§ **Work request**
Repeat word for word every line of the data below, from the first through the line containing "of the yellow", and stop there.

§ **Records shown**
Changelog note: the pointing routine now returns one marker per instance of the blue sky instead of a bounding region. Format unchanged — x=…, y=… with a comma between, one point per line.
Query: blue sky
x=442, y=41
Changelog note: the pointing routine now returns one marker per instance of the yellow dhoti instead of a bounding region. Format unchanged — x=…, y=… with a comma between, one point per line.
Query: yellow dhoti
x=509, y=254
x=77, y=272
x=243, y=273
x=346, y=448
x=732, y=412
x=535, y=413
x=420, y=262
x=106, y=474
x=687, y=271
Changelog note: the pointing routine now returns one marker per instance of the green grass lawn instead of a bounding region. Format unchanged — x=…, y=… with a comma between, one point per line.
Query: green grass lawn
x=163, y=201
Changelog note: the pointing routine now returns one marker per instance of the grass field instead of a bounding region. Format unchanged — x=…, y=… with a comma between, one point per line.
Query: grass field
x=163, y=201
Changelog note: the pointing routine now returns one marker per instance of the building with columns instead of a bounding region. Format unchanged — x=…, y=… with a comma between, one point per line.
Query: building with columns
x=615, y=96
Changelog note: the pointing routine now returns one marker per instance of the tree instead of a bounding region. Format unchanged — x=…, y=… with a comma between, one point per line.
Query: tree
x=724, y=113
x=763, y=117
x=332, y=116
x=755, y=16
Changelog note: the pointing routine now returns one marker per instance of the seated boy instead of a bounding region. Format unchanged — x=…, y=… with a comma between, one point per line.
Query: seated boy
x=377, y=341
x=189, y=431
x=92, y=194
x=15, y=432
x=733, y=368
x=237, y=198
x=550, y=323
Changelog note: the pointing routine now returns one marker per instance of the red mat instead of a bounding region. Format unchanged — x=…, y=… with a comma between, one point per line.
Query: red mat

§ **Completed exercise**
Changelog note: the pointing routine now returns one marker per instance of the blue sky instead of a bounding region. Format unchanged — x=…, y=… with a comma between, one point per line.
Query: blue sky
x=442, y=41
Changelog note: the pointing routine now returns one marker per instance of the yellow dhoti instead of a bounding region. Format unchanged — x=…, y=… with a comma between, one point per line.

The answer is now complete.